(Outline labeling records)
○ ○ ○ ○
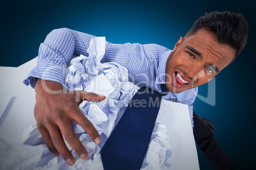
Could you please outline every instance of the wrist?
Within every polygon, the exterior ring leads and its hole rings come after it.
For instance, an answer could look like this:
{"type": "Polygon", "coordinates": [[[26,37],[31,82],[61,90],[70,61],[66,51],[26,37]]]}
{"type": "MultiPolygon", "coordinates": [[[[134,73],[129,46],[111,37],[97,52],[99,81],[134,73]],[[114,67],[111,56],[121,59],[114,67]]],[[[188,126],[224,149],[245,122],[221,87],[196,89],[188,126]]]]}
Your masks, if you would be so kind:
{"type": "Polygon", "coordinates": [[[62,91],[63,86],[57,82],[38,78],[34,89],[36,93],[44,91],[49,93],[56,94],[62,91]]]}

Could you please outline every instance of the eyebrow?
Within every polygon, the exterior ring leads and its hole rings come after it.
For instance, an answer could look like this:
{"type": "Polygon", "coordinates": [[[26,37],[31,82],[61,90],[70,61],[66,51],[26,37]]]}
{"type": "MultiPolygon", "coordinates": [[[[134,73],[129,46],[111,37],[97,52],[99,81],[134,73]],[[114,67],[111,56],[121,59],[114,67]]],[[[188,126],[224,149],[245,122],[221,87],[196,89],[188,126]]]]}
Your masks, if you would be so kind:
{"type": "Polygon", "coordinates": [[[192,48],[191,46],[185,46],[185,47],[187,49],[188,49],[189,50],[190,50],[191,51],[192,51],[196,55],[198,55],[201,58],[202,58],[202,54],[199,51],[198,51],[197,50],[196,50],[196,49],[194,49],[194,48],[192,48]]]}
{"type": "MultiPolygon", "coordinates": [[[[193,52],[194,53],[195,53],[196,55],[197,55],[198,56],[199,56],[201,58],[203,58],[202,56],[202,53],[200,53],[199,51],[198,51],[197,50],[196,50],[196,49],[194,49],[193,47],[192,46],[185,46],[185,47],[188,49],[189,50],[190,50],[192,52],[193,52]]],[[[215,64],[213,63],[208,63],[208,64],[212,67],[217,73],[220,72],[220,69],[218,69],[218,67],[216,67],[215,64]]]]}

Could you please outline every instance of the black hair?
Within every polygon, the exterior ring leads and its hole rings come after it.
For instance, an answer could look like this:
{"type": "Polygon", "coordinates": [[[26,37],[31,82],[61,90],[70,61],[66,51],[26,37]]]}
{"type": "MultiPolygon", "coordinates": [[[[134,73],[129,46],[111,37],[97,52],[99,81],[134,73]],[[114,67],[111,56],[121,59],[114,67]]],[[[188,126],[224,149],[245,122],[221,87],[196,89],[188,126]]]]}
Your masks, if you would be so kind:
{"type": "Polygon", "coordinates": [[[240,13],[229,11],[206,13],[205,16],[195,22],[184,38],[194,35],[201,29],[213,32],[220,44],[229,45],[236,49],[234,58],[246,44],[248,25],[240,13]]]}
○ ○ ○ ○
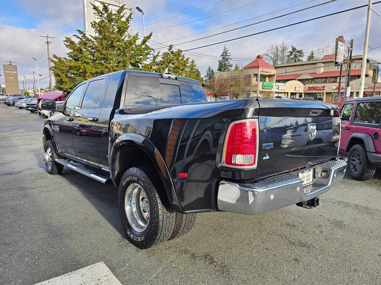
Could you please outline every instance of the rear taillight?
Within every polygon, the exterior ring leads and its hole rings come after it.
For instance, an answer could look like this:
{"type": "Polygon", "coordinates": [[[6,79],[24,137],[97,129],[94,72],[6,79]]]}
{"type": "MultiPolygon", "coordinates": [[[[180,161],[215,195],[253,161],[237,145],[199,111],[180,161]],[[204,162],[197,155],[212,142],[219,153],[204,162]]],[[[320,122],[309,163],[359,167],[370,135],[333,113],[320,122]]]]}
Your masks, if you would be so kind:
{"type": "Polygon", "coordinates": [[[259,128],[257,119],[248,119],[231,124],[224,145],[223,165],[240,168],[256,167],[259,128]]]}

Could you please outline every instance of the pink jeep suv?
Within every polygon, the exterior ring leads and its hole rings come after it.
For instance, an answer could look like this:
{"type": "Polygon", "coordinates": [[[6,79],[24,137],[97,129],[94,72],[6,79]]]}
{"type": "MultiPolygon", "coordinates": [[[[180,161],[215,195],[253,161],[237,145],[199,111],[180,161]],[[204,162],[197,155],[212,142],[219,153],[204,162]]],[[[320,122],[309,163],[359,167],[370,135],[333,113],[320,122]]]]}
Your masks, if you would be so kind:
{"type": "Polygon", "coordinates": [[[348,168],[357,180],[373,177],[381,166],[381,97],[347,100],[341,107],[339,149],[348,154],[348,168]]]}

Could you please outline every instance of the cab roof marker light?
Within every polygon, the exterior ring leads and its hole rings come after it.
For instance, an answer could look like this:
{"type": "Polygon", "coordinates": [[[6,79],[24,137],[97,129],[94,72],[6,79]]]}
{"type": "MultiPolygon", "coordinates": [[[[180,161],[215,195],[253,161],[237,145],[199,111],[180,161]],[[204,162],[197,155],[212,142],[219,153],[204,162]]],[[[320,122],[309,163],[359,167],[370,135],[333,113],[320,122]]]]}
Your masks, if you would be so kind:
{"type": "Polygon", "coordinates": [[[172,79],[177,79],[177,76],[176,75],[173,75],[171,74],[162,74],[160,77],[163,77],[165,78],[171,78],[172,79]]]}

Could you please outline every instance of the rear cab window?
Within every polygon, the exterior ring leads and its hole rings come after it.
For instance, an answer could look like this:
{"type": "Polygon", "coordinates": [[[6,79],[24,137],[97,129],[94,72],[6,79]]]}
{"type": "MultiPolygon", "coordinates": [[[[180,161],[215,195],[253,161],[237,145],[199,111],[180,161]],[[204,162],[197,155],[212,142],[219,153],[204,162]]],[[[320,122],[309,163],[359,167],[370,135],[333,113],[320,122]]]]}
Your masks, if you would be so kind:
○ ○ ○ ○
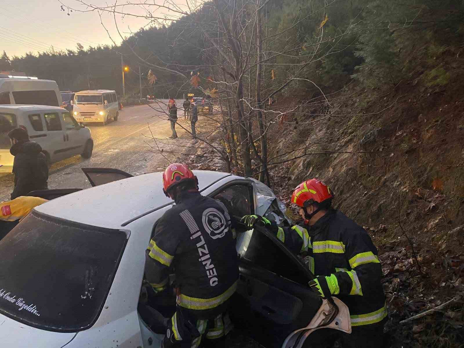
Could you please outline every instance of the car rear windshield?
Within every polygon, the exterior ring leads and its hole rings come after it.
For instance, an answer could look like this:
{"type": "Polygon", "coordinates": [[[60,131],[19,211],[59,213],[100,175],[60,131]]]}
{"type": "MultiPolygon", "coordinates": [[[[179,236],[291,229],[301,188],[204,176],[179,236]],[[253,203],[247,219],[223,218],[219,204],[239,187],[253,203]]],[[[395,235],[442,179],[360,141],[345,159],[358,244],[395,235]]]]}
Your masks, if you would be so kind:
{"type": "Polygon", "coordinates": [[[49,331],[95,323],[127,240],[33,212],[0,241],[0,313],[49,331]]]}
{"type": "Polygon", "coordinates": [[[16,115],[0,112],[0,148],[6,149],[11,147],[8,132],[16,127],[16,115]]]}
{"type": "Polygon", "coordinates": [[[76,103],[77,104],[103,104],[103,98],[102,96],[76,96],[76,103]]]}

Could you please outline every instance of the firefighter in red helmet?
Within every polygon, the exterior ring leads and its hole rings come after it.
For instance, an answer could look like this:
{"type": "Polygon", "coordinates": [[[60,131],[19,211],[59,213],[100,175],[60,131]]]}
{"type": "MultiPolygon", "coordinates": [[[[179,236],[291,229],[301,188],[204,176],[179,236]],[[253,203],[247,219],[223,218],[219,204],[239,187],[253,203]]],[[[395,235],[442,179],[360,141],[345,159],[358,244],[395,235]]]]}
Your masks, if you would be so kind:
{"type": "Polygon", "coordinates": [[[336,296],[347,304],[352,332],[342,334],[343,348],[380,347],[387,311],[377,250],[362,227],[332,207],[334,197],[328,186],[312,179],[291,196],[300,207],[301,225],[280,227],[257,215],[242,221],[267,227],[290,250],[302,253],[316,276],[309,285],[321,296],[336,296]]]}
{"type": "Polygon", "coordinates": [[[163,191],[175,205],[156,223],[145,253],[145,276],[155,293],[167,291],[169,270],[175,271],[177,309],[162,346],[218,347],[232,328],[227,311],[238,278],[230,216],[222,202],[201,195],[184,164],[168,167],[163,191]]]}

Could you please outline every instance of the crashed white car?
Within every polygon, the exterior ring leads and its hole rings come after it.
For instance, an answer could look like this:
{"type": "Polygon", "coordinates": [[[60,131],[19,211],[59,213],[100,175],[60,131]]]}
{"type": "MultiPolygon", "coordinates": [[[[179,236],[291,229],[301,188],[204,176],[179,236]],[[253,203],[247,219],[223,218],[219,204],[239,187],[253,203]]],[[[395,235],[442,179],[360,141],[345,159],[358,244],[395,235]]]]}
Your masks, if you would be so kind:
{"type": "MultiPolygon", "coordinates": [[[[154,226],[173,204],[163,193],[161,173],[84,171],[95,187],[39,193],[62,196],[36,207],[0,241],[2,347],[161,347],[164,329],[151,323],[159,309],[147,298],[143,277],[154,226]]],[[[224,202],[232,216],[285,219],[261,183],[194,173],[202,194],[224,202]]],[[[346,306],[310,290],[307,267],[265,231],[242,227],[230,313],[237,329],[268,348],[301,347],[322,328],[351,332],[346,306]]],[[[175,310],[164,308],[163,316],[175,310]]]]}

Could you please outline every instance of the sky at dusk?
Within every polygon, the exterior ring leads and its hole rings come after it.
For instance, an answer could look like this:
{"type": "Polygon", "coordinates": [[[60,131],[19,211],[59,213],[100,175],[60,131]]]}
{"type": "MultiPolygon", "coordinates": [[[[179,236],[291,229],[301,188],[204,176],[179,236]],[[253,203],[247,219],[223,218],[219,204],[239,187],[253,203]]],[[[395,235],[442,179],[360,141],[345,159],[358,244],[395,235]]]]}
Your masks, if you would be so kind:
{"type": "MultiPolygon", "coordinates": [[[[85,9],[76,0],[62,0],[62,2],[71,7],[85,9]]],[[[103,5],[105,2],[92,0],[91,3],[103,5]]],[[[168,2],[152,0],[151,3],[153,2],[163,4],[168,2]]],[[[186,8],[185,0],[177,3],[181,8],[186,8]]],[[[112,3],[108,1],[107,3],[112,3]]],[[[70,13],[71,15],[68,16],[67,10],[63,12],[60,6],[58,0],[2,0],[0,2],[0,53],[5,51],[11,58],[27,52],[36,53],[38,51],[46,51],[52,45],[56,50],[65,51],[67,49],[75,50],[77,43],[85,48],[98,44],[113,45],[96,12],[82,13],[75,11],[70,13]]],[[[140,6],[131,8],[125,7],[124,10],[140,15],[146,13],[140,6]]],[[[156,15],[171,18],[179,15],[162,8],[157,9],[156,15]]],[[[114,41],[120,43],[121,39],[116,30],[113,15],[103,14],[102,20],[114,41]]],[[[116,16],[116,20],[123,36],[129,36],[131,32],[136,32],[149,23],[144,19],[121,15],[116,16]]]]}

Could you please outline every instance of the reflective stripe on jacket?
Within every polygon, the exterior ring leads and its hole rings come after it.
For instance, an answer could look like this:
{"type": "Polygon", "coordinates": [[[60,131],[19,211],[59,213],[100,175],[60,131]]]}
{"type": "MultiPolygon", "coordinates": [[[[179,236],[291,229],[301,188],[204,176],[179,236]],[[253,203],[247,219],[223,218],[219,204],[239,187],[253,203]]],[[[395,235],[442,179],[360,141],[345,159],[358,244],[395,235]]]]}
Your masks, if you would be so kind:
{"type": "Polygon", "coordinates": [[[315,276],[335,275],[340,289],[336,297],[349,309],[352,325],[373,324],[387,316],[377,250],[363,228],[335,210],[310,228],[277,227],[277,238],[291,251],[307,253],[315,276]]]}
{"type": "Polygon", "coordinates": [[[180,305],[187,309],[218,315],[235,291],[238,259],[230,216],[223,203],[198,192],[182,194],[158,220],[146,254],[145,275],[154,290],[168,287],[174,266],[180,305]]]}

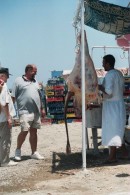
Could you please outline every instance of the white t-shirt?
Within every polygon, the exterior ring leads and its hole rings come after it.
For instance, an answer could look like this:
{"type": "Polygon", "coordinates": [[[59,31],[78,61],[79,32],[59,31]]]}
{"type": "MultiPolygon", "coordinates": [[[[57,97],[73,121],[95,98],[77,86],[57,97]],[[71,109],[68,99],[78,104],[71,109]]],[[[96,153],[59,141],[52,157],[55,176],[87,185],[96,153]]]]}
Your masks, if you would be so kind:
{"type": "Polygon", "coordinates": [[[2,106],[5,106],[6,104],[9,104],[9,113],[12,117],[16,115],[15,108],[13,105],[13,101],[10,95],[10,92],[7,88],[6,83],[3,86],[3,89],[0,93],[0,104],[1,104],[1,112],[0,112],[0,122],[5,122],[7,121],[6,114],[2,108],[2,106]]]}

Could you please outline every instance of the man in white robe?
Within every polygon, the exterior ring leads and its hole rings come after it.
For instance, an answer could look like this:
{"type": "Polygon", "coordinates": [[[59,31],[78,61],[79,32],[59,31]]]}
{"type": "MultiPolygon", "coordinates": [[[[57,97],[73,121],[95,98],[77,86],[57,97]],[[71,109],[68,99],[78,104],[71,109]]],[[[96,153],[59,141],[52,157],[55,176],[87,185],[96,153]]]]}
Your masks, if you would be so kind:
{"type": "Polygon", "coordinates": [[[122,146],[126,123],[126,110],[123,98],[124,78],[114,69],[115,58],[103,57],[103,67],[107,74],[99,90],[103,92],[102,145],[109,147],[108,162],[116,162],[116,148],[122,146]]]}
○ ○ ○ ○
### Written exercise
Count the lines in the rows that contain the word "white", treating case as significant, and give only the number.

### Answer to the exercise
3